This was SO good for me!
I needed this getaway. It was just perfect! I got the perfect amount of rest, the perfect amount of romance (Well, I could always stand more of that but this was VENICE so you can imagine that I am just a romance-addict if I wanted more!!!), the perfect amount of going, the perfect amount of socialization (and new awesome friends!), the perfect amount of planning, the perfect amount of exercise, and even the perfect amount of Italian food, even Gelato (REALLY–I lost 7.5lbs!!).
Of course, that life-changing lesson that I mentioned earlier is what was really perfect and right on time.
Go back to when that lesson began. Right before the trip, I was on stress overload. Not really because of my calendar, which has been a problem before but I am always watching out for this one. Not really because of my mind, which has a tendency to take things way too serious and get way too analytical for my own good. It was not even because I was not managing stress well. It was all of the STUFF hitting me.
I did well. Looking back, I am amazed that I am not sitting in the corner somewhere rocking myself. That month before the trip was one of my all-time most stressful months ever. If you look at the list of life-stressers, I had almost all of them going on in the course of one month. SCARY! But, the hardest part was not all of the change, letting go, keeping on moving forward, feeling mushy (ALL OF THE TIME), it was the little things that just kept on pushing me when I was needing to get a grip on my totally new normal!
Have the little things? Of course!
That is what I noticed just a few minutes ago when I turned on the computer for the day. Well, first let me go back to my lesson…
Again, before the trip, I think the stress could best be pictured as a hurricane. Growing up in South Mississippi, I KNOW hurricanes. The devastation can come from the hurricane as a whole, but normally it is the little things that bring the most devastation–the floods, the tornadoes, the hail, the winds. In fact, when you are smack-dab-in-the-middle of the hurricane, things can seem very peaceful.
+===+
Work required
Write out the Venice getaway post word for word, starting with "I needed this" and going on through "(REALLY–I lost 7.5lbs!!).".
+===+
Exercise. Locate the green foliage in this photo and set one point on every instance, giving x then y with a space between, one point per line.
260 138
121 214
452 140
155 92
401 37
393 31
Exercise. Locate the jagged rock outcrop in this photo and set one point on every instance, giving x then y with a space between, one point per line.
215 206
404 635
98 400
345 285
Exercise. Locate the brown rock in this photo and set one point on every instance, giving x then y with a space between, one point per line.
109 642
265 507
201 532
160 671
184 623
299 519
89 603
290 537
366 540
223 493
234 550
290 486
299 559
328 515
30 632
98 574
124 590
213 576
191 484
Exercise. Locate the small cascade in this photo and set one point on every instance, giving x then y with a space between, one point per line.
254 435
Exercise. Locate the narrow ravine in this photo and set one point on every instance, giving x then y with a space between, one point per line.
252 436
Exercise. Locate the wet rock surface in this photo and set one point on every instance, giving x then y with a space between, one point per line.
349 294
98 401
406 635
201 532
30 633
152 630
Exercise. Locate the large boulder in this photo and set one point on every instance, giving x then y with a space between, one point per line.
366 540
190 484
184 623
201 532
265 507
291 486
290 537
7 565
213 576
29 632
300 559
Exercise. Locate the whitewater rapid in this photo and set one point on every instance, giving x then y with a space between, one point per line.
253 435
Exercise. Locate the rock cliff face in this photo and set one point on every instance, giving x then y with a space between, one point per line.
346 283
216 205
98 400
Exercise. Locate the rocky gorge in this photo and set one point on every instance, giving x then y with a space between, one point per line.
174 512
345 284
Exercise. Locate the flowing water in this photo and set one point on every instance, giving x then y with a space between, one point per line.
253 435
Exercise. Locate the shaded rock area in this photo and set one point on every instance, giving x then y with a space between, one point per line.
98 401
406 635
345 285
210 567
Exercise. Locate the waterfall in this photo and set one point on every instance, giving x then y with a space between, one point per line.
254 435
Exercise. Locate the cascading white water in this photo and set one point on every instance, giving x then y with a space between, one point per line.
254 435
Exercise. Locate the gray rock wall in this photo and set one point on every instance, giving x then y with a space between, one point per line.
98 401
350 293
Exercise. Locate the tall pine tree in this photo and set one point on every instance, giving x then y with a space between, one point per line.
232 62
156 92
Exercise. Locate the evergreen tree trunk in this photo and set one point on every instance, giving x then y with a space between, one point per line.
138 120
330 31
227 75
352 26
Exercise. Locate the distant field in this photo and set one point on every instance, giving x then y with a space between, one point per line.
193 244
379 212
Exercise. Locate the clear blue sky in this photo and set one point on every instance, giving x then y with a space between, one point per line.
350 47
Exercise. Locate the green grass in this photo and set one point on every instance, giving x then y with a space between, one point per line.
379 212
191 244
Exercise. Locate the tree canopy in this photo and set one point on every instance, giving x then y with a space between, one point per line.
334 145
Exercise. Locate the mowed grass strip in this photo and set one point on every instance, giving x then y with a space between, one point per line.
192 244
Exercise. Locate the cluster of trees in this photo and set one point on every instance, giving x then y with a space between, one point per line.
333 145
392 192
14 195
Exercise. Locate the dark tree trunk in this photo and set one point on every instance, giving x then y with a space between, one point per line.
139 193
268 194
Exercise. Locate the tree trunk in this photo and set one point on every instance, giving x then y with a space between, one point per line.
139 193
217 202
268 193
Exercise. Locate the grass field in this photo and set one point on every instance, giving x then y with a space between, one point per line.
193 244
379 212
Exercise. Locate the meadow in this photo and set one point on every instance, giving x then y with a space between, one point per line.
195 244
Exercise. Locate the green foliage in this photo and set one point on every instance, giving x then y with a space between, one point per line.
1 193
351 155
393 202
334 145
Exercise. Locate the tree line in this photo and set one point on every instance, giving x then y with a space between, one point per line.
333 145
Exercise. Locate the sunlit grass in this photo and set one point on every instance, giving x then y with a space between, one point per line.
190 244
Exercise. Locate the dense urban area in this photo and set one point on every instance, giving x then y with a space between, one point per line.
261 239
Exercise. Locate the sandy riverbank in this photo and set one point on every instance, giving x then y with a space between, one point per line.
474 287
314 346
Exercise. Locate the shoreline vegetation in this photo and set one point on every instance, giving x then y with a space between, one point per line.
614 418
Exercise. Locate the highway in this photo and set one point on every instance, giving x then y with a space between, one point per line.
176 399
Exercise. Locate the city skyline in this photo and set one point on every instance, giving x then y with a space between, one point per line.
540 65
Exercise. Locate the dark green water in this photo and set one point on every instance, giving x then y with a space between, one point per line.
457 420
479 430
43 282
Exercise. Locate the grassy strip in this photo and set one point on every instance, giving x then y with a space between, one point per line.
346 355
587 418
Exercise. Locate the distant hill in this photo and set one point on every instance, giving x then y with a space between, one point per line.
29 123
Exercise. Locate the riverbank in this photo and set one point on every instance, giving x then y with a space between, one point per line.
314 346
+===+
Output below
I needed this getaway. It was just perfect! I got the perfect amount of rest, the perfect amount of romance (Well, I could always stand more of that but this was VENICE so you can imagine that I am just a romance-addict if I wanted more!!!), the perfect amount of going, the perfect amount of socialization (and new awesome friends!), the perfect amount of planning, the perfect amount of exercise, and even the perfect amount of Italian food, even Gelato (REALLY–I lost 7.5lbs!!).